## [EXERCISE REQUIREMENTS]
Continue the forum thread on the spelling of the name Lacey, picking up after its final post.

## [TEXT SECTION]
○ ○ ○ ○ ○

# Proper spelling of Lacey/Lacie/Laci/Lacy??



## JViti

OK so, hubby and I have decided on Lacey for our baby if its a girl. I know 4 Laceys. Each one has a different spelling. What is the proper spelling??

Lacey
Lacie
Laci
Lacy

I know they can all be used, but i guess what I mean when I say proper is...if i were to go to a gift shop and buy a keychain for her...which spelling of Lacey would I find there???


----------



## MUMOF5

I would say the correct spelling to me is Lacey, at least that what looks most correct. X


----------



## Buffyx

Definitely Lacey :flower:


----------



## MrsKChicago

Lacey's what I've seen most often, and the furthest back (in older books, etc). The other three seem like modern trendy versions, and Lacy just makes me think of fabric ;)

○ ○ ○ ○ ○

## [DATA SHOWN]

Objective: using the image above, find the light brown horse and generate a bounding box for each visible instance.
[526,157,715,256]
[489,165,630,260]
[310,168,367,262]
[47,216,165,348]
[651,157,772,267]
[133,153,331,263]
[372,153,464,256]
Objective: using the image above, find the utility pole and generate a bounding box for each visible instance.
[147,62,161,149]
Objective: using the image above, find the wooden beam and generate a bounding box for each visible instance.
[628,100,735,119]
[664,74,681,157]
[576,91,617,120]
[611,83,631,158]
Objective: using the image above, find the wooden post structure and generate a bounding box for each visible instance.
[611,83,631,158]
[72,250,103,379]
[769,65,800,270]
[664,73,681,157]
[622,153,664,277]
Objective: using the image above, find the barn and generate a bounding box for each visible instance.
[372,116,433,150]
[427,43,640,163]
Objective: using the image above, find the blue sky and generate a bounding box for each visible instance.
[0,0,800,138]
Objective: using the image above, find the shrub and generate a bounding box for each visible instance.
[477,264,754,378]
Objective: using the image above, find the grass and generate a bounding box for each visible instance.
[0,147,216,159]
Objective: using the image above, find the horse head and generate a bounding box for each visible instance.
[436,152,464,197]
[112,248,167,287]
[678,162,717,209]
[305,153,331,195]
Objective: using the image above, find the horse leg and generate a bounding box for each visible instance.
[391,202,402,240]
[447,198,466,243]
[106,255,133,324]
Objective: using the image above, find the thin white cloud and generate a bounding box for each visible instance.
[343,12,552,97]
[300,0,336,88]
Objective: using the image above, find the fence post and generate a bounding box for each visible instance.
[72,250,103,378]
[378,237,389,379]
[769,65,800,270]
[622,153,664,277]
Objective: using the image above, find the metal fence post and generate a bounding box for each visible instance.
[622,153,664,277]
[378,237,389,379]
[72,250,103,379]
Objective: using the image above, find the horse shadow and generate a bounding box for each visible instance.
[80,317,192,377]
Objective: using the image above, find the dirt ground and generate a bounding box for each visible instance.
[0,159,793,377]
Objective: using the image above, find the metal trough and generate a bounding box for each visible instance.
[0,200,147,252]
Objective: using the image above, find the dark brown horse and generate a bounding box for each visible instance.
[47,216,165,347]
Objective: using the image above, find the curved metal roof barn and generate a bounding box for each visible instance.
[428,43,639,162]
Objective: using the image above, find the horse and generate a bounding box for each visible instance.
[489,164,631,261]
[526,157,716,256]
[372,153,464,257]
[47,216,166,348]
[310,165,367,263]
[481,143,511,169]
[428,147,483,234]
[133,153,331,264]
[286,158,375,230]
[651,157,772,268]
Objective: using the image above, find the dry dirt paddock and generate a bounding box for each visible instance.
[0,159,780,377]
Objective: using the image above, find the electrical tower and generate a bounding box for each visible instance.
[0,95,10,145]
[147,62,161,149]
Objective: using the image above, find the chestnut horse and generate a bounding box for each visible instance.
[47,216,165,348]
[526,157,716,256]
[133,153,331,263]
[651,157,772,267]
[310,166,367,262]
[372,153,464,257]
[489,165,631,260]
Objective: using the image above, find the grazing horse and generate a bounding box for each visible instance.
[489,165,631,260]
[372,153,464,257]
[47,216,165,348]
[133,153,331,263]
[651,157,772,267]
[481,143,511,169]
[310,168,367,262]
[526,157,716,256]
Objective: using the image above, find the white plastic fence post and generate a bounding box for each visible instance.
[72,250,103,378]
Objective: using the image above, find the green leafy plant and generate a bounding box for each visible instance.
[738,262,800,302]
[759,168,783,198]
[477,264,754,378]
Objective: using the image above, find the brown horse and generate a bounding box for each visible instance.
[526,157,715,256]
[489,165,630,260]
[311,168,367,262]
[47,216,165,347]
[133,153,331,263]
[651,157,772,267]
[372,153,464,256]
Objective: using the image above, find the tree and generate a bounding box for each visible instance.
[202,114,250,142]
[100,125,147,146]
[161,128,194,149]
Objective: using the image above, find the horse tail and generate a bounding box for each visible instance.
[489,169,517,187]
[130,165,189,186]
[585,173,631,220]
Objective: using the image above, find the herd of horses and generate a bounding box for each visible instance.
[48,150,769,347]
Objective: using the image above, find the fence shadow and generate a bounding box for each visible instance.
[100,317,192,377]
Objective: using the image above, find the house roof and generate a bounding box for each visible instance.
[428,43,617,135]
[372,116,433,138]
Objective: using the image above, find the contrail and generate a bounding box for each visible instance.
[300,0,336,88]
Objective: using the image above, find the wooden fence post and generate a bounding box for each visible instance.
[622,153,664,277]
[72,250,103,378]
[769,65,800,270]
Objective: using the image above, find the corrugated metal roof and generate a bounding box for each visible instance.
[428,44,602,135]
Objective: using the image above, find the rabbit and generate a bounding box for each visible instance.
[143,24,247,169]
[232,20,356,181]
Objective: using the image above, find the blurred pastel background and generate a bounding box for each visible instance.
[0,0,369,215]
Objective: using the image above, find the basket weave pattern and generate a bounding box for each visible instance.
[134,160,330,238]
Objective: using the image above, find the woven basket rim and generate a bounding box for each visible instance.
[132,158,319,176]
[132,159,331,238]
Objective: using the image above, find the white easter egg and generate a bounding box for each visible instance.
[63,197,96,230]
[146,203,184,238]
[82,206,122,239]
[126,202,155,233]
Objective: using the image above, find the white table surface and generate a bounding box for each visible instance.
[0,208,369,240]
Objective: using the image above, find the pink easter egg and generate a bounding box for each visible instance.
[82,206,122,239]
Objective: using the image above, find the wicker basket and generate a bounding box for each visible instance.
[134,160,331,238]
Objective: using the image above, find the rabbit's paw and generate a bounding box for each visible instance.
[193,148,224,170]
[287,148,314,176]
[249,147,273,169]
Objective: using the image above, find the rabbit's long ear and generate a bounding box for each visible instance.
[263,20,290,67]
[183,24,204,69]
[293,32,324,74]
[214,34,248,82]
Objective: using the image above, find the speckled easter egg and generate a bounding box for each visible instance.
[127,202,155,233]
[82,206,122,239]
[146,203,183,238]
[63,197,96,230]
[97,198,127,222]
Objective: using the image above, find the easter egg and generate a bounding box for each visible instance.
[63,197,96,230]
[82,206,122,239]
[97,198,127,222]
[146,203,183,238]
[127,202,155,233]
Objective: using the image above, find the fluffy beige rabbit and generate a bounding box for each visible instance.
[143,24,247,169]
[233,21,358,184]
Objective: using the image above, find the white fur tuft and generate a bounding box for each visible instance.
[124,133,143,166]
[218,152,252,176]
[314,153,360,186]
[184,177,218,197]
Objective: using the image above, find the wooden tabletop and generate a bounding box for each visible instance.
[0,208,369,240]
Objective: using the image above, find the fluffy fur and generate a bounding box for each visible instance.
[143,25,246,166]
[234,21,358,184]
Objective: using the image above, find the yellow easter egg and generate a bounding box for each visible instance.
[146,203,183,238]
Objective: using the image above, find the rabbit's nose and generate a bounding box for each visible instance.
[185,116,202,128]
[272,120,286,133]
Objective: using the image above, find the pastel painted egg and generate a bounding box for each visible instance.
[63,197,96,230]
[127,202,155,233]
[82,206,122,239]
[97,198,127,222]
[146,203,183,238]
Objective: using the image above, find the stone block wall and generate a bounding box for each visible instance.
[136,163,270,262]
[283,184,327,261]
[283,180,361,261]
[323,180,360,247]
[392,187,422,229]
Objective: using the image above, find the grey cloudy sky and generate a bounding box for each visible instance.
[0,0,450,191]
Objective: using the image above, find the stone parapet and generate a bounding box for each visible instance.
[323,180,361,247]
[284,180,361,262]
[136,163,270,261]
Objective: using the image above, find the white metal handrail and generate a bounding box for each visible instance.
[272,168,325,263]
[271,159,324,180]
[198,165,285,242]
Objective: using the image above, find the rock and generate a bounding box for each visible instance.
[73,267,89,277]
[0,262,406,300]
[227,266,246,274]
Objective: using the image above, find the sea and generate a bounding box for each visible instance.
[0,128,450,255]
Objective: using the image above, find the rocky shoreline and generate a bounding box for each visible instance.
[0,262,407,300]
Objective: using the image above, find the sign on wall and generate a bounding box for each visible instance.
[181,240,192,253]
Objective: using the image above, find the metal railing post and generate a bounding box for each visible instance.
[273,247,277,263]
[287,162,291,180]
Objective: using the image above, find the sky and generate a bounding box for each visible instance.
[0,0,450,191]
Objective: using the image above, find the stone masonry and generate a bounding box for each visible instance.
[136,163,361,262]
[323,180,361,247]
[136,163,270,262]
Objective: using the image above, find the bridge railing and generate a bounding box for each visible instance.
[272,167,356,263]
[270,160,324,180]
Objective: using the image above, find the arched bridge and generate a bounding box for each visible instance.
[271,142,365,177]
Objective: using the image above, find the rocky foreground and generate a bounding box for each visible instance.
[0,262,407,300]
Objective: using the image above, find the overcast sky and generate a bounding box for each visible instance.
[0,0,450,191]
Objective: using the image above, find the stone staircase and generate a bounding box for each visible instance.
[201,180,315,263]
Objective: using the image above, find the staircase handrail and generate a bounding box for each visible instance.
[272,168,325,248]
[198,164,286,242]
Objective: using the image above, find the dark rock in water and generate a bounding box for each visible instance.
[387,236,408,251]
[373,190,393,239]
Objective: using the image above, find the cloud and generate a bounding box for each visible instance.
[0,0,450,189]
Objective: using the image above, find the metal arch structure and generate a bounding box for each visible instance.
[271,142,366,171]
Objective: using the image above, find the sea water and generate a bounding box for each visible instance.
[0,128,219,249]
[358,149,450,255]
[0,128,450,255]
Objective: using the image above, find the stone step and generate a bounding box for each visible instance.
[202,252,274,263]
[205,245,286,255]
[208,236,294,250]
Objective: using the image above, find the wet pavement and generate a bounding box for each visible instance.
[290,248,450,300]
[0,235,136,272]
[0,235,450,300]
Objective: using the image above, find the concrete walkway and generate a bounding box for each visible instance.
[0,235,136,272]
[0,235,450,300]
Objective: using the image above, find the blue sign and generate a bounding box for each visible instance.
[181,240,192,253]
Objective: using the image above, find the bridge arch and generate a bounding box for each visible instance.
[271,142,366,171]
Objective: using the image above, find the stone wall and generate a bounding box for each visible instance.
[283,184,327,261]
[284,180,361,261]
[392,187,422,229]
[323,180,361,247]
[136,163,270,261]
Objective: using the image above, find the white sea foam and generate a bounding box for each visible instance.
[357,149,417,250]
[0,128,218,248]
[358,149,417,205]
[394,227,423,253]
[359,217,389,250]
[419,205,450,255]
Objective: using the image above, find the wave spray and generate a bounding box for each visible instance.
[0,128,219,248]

○ ○ ○ ○ ○

## [RESULT]
----------



## RubyRainbows

Love the name Lacey - great choice! I say Lacey is the most typical spelling - but i love the "Laci" variation personally!


----------



## bumblebeexo

Lacey!


----------



## Fruitee

Lacey :) lovely name


----------



## Bevziibubble

I would spell it Lacey :)


----------



## sbl

Lacey!


----------



## 060509.x

Lacey, my baby sister's name is Lacey.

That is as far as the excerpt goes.